═════ SELECTED EXTRACT

In general, then, a frac fluid in the form of a non-participating gas may be introduced into well bore 70 to pressurize the well bore more than one time. With reference to FIG. 3, for example, In one embodiment, with reference to FIG. 3, the introduction of frac fluid, such as non-participating frac gas, to the wellbore may be a cyclic process involving a number of iterations of raising pressure in the well bore adjacent the seam of interest, such as a first surge S1, a second surge S2, etc., with each surge followed by a period of relaxation of the introduction of frac fluid into the formation R1, R2. The steps of relaxation may include cessation of the inflow (as shown), may include lessening the inflow of frac gas, or may include extraction of a portion of the frac gas. Typically, relaxation may involve cessation of the flow, while permitting the surge of frac gas to diffuse, or spread, into the surrounding formation, and, in so doing, to permit the pressure in the surrounding formation, and in the well bore, to decline. The cycles may be irregular. That is to say, although iterations of raising the pressure, and relaxing the pressure in the well bore, and hence in the surrounding formation, may occur in the form of a wavetrain of pulses. Such pulses may be substantially identical in terms of input flow rate and duration, such as to produce a regular wave pattern, but in the more general case this need not be so, and may not be so. The amplitude of an individual pulse may or may not be the same as any other, either in terms of maximum frac gas flow rate, or in terms of peak pressure during the pressure pulse, and the duration of the pulses may vary from one to another. Similarly, while the periods of relaxation may be of the same duration, in the general case they need not be, and may not be.

In general, then, a frac fluid in the form of a non-participating gas may be introduced into well bore to pressurize the well bore more than one time per job (i.e. per seam 36 or formation region to be treated). That is, starting from an initial well bore pressure, P0, a first surge S1 of gas may be introduced at a flow rate q1, over a time period t1 to raise the pressure in the stratum, as measured in the well bore, to an elevated level, P1.

Following this rise, a period of relaxation R1 may occur in which the inflow of frac gas may be greatly diminished or stopped (or possibly reversed), and during which the pressure is permitted to decline over a time period, t2, to some lesser value P2. P2 may lie at a portion of the difference between the high pressure value P1, and the initial unpressurized value P0, or may be roughly the initial unpressurized value P0.

At the end of that time period, t2, the gas under pressure may again be introduced (or reintroduced, as may be) in a second surge S2 at a flow rate q2 over a time period t3, to raise the pressure in the well bore to a high pressure P3.

══════════
═════ DATA BELOW

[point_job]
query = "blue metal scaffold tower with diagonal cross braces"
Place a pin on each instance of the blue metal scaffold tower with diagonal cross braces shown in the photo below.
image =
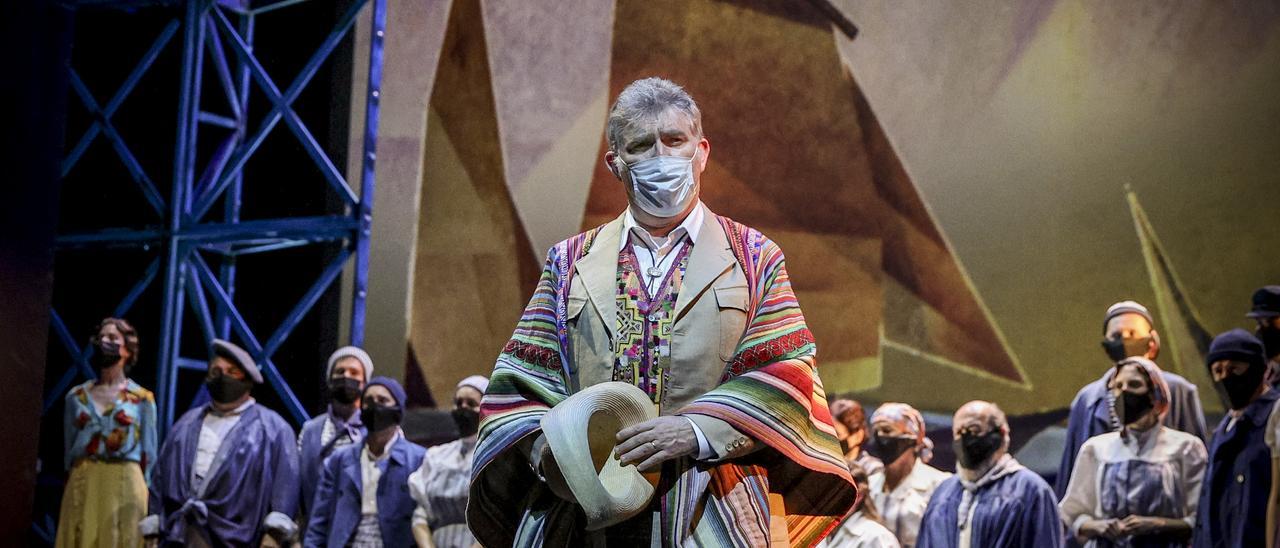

══════════

> **EXERCISE REQUIREMENTS**:
- A) Summarize the frac gas passage in two sentences.
- B) Answer these from the frac gas passage:
(i) What symbol marks the initial well bore pressure?
(ii) In relaxation period R1, over what time period does the pressure decline, and to what value?
(iii) At what flow rate and over what time period is the second surge S2 introduced?
- C) Duplicate the frac gas passage from "Following this rise, a" to "high pressure P3.".
Work only from the frac gas passage.

> **ANSWERS IN ORDER**:
- A) A non-participating frac gas may be introduced into a well bore more than once, in a cyclic process of surges that raise the pressure, each followed by a relaxation period in which the inflow stops, lessens, or is partly extracted while the pressure declines. These cycles may be irregular: pulses may differ in flow rate, peak pressure and duration, and relaxation periods may differ in length.

- B)
(i) P0
(ii) Over time period t2, to a lesser value P2
(iii) At flow rate q2 over time period t3

- C)
Following this rise, a period of relaxation R1 may occur in which the inflow of frac gas may be greatly diminished or stopped (or possibly reversed), and during which the pressure is permitted to decline over a time period, t2, to some lesser value P2. P2 may lie at a portion of the difference between the high pressure value P1, and the initial unpressurized value P0, or may be roughly the initial unpressurized value P0.

At the end of that time period, t2, the gas under pressure may again be introduced (or reintroduced, as may be) in a second surge S2 at a flow rate q2 over a time period t3, to raise the pressure in the well bore to a high pressure P3.